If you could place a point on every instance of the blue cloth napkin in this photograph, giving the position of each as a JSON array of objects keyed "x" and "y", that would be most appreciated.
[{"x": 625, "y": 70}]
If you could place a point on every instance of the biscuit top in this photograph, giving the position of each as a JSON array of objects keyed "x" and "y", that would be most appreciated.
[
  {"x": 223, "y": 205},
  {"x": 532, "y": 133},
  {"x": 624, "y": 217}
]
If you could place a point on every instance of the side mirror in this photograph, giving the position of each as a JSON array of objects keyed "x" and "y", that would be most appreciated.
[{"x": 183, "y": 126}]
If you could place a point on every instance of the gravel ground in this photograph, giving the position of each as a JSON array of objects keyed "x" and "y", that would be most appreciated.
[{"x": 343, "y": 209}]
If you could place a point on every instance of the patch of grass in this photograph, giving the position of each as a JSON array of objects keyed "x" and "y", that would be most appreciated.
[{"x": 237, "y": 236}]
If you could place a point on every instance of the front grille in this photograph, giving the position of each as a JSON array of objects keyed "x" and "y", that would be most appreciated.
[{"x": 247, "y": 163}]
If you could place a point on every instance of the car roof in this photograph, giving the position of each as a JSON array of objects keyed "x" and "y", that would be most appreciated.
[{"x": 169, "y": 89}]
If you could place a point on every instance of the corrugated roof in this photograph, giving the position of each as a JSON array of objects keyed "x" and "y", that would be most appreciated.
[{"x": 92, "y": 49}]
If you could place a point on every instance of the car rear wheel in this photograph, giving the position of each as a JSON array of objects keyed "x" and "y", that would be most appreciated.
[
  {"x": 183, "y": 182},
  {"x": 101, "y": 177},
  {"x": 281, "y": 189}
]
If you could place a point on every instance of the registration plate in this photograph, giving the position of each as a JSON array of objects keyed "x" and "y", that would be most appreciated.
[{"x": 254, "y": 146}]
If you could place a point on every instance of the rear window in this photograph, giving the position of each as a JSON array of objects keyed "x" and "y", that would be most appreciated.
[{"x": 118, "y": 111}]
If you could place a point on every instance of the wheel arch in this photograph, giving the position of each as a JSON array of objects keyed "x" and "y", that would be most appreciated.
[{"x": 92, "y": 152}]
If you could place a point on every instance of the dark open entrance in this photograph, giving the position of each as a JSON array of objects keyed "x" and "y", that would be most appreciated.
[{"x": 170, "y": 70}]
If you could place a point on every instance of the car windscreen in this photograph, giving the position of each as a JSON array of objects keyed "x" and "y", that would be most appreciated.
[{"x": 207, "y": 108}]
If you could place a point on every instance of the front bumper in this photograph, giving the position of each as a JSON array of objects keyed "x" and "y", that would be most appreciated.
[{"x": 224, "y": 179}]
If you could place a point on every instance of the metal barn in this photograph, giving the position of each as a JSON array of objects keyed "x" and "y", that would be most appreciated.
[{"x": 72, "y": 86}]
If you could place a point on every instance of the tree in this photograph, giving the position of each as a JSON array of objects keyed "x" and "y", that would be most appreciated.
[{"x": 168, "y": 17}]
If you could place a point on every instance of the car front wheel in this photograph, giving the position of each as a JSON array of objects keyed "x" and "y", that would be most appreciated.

----------------

◆ **WHAT TO PRODUCE**
Precisely as given, transcribe all of the entries above.

◆ **OUTPUT**
If you could place a point on every instance of the blue cloth napkin in this photograph, giving the position of each as a JSON array of objects keyed "x" and "y", that would be most appreciated.
[{"x": 625, "y": 70}]
If you could place a point on every instance of the biscuit top in this photograph, giving the position of each as a JSON array of objects keyed "x" and "y", that would be most appreciated.
[
  {"x": 223, "y": 205},
  {"x": 532, "y": 133},
  {"x": 624, "y": 217}
]
If you could place a point on every instance of the side mirror in this photograph, giving the position of each as a JSON array of objects keyed "x" and "y", that would be most appreciated.
[{"x": 183, "y": 126}]
If you could place a point on every instance of the gravel ground in this photograph, giving the position of each as a JSON array of objects keyed "x" and "y", that would be most appreciated.
[{"x": 343, "y": 209}]
If you could place a point on every instance of the patch of grass in this photograph, giving the position of each as a JSON array of objects keyed "x" and "y", that would be most appreciated.
[{"x": 237, "y": 236}]
If you could place a point on every instance of the front grille in this photograph, giving the position of each as a JSON array of objects keyed "x" and "y", that would be most appreciated.
[{"x": 247, "y": 163}]
If you could place a point on every instance of the car roof in this photograph, giving the position of each as a JSON array of objects keyed "x" and "y", that would be most appreciated.
[{"x": 169, "y": 89}]
If you could place a point on every instance of the corrugated roof in this photograph, giving the position of each as a JSON array of objects keyed "x" and "y", that would be most appreciated.
[{"x": 92, "y": 49}]
If you could place a point on every instance of the car rear wheel in this photograph, giving the position of each as a JSON array of objects keyed "x" and "y", that would be most appreciated.
[
  {"x": 183, "y": 182},
  {"x": 101, "y": 177},
  {"x": 281, "y": 189}
]
If you could place a point on every instance of the registration plate in this photograph, giving the position of each as a JSON array of objects keyed "x" and "y", that would be most appreciated.
[{"x": 254, "y": 146}]
If you could place a point on every instance of the rear window in this photograph, giving the position of each as a JSON array of objects keyed "x" and "y", that would be most appreciated.
[{"x": 118, "y": 111}]
If you could place a point on every instance of the wheel arch in this photograph, giving the position of each as a JSON array of objects keyed "x" and "y", that would be most appreciated.
[{"x": 92, "y": 152}]
If you could place a point on every instance of the dark open entrance in this photograph, giving the position of each as a JSON array of objects keyed "x" and "y", that would be most appreciated.
[{"x": 170, "y": 70}]
If you could place a point on every instance of the car windscreen in this photograph, giving the position of each as a JSON array of objects keyed "x" and "y", that would be most appreciated.
[{"x": 207, "y": 108}]
If you could place a point on every instance of the front bumper in this photograph, giving the position of each as a JSON array of objects keyed "x" and "y", that would be most appreciated.
[{"x": 224, "y": 179}]
If you could place a point on every instance of the metal barn in this photograph, giving the position of each as a JSON array of objects keyed "x" and "y", that would be most appreciated.
[{"x": 72, "y": 86}]
If you could place a point on every instance of the tree in this photograph, giving the position of each as a JSON array of objects keyed "x" and "y", that would be most appreciated.
[{"x": 168, "y": 17}]
If you could place a point on every instance of the car front wheel in this photograph, giving the position of each as a JSON array of objects keyed "x" and "y", that would be most appreciated.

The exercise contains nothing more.